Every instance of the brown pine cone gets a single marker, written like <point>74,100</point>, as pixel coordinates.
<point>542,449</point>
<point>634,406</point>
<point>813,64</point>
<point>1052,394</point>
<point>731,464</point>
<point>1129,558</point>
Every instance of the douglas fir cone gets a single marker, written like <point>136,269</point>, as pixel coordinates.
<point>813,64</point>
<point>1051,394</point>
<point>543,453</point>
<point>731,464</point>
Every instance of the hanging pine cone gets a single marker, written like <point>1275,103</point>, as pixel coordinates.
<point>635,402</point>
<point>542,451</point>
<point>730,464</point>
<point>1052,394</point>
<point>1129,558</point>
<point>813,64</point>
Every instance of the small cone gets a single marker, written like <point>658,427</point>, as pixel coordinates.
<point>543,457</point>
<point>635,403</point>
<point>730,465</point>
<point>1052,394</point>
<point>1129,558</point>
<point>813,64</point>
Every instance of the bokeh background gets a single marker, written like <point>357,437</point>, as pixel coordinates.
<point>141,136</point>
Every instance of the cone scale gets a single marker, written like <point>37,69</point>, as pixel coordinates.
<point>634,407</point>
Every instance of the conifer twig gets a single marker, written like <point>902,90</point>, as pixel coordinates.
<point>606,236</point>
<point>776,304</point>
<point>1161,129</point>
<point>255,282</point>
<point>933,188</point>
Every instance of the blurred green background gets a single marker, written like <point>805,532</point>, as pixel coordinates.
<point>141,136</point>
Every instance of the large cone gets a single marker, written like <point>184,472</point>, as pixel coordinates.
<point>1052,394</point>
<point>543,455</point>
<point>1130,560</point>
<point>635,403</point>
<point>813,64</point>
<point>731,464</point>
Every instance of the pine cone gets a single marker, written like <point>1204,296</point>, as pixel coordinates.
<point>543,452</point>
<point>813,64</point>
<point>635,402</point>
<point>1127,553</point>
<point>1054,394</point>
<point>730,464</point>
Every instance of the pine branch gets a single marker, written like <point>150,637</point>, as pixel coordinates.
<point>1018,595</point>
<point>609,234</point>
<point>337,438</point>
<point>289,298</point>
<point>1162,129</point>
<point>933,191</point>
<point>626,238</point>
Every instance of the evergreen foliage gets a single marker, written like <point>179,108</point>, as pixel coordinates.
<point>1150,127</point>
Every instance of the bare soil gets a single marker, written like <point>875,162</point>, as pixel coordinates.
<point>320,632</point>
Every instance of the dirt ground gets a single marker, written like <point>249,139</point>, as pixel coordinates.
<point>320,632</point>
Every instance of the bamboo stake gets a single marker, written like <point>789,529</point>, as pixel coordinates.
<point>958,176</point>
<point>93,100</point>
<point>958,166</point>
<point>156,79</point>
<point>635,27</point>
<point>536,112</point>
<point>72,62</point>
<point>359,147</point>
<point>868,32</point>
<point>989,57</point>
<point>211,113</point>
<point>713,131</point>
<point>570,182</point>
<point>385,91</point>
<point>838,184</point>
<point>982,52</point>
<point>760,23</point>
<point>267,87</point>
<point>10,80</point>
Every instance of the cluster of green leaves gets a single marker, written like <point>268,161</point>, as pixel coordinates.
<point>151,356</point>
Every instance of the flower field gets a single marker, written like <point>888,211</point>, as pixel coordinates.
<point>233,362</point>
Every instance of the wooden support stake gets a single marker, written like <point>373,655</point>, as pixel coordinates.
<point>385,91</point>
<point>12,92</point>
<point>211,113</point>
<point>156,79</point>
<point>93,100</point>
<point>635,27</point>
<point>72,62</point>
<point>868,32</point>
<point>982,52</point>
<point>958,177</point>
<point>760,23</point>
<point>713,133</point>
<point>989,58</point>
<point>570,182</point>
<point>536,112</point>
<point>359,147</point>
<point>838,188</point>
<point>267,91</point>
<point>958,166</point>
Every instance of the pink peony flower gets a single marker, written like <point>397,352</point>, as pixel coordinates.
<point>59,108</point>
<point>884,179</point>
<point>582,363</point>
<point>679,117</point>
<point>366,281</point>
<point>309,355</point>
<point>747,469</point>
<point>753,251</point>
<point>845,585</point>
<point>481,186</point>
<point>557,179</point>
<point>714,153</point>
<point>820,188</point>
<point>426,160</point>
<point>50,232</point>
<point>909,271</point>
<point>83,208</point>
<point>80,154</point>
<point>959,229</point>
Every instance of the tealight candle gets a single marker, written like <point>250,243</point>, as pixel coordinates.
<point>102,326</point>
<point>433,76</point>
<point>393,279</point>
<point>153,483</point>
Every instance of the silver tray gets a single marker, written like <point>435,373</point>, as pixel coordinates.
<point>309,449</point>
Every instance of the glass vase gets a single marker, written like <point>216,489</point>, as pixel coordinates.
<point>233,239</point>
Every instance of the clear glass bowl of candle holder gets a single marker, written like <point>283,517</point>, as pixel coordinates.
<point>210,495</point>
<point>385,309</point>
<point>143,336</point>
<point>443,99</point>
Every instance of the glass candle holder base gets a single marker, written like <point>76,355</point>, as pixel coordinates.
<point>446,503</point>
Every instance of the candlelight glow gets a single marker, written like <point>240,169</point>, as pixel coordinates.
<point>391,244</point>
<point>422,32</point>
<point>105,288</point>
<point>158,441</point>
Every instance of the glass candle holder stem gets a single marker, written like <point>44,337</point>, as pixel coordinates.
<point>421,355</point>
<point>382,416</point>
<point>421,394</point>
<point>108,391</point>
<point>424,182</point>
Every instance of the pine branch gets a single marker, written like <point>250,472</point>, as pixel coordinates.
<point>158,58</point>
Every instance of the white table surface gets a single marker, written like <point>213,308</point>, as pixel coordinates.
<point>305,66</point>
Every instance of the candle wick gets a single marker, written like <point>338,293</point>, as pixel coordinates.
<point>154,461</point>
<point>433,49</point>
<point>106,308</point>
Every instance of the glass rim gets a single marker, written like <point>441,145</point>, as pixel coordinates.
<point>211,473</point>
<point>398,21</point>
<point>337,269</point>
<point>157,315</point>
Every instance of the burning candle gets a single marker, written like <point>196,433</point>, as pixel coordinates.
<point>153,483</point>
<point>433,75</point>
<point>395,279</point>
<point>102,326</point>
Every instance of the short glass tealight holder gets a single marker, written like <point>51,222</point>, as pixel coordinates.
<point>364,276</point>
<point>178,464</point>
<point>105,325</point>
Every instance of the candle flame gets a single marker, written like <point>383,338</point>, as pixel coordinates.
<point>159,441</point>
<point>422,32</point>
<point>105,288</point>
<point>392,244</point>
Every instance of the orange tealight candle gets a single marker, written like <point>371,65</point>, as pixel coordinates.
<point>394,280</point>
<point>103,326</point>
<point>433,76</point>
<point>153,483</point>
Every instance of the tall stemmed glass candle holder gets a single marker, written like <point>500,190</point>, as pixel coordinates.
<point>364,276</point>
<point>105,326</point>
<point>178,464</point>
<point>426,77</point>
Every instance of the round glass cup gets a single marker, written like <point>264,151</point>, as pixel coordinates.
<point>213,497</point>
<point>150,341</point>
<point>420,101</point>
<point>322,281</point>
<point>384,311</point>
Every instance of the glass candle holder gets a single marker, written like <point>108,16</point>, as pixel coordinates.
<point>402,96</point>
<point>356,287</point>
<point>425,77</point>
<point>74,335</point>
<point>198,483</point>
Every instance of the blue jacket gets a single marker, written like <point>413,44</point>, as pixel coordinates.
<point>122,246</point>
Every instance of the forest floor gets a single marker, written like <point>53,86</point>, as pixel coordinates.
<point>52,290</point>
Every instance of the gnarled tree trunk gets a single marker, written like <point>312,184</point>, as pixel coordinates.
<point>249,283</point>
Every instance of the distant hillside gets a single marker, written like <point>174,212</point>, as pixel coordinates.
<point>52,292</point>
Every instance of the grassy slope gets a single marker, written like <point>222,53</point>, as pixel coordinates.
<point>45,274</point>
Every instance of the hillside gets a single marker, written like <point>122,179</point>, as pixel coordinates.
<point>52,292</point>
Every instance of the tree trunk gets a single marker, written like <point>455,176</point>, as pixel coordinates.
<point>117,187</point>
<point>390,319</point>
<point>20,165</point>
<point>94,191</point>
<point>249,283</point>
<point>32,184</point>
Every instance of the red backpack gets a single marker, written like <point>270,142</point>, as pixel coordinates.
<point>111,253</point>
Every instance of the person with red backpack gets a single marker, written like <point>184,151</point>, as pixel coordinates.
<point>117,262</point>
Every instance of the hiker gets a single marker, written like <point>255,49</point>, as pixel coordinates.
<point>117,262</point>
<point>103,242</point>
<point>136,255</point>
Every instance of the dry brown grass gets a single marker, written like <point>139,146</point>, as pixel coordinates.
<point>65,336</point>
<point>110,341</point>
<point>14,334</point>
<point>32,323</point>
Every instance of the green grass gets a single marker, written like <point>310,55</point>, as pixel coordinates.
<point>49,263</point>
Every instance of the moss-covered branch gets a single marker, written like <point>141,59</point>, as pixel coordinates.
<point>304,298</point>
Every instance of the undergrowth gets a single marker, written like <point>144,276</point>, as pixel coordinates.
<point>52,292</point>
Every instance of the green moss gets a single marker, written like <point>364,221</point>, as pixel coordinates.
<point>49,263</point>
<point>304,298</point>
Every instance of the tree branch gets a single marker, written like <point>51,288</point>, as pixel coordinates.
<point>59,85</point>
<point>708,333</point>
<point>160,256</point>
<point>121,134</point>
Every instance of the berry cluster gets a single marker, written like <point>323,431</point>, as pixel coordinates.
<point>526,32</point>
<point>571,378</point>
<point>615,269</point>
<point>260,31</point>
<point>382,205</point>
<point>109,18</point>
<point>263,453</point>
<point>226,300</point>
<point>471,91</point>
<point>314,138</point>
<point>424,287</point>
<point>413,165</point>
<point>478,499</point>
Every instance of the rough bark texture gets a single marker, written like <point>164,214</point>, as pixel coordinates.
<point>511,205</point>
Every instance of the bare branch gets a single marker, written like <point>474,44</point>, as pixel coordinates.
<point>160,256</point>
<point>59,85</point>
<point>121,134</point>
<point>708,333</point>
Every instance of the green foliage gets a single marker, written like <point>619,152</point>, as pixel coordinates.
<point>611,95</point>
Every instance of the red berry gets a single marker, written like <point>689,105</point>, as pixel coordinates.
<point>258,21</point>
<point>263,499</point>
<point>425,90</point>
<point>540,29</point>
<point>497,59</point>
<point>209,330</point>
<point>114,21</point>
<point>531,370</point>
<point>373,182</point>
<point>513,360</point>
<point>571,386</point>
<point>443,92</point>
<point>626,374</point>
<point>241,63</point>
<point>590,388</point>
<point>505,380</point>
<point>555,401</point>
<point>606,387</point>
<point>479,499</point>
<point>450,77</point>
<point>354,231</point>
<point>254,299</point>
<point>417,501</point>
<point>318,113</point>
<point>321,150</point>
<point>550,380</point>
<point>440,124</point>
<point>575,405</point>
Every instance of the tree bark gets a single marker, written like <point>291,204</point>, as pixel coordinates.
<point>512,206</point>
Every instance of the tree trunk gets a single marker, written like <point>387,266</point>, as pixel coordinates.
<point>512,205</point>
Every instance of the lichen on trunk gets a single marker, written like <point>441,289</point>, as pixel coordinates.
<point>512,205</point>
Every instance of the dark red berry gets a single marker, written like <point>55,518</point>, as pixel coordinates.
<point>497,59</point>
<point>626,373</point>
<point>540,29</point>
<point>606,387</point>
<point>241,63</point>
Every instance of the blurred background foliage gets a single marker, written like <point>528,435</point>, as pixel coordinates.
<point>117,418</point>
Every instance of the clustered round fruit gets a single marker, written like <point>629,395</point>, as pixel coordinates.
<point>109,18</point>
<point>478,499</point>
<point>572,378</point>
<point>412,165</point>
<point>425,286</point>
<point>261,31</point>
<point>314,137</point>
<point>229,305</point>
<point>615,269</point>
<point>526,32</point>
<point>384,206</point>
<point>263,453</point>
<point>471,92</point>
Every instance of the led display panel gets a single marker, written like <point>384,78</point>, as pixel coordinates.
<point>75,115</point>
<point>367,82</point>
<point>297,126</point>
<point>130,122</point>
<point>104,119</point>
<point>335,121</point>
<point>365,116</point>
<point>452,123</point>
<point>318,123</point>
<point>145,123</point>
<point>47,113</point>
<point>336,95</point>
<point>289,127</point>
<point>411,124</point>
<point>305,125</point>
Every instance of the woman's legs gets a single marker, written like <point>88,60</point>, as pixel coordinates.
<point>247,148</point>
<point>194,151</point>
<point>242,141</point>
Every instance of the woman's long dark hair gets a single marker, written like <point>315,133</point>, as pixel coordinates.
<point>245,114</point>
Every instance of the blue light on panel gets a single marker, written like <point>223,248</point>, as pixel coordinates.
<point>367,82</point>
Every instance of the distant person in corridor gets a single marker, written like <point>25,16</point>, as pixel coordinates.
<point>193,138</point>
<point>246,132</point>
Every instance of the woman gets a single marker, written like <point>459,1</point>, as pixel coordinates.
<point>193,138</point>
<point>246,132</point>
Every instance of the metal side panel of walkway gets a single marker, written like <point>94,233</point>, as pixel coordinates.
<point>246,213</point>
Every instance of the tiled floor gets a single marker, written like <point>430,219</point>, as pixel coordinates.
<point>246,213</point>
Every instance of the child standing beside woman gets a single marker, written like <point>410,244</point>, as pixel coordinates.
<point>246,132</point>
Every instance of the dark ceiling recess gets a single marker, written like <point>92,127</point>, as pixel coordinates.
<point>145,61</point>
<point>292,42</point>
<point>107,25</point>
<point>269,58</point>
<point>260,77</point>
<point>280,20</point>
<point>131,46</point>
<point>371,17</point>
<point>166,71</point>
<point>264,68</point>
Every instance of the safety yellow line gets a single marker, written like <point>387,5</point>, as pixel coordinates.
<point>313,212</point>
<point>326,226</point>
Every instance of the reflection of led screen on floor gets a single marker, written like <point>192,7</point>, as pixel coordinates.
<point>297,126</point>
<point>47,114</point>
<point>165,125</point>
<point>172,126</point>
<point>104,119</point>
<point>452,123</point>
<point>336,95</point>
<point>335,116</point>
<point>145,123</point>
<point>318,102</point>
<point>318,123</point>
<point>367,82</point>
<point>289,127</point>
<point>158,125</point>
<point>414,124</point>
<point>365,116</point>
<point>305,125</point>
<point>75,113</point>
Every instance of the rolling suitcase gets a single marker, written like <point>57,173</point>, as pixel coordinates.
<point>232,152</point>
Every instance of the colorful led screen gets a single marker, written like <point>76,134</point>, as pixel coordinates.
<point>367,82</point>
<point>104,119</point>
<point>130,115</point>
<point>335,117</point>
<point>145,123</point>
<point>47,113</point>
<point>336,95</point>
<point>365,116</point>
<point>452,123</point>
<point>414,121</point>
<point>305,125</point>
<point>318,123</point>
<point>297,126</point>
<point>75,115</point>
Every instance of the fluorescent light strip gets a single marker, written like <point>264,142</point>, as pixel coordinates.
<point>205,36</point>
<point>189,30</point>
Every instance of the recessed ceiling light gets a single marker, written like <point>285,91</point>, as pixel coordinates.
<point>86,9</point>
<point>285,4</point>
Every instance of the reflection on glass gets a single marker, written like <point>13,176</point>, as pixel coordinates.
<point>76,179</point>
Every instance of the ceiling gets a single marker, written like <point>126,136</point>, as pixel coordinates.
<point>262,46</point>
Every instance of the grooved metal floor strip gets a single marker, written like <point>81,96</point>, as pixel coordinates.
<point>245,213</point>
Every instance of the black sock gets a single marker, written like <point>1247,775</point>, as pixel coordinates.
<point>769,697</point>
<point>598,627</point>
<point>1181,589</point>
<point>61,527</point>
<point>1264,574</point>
+===+
Exactly and only the lines from the line containing "Every instance of the ceiling" through the last line of the entries should be copied, both ends included.

In response:
Every instance of the ceiling gets a single marker, written like <point>126,136</point>, as pixel coordinates.
<point>262,46</point>
Every instance of the grooved metal floor strip gets a single marker, written like <point>81,96</point>, as pixel coordinates.
<point>245,213</point>
Every instance of the black sock gets a single marker, written like <point>1247,775</point>, as pixel coordinates.
<point>769,697</point>
<point>598,627</point>
<point>1181,589</point>
<point>61,527</point>
<point>1264,574</point>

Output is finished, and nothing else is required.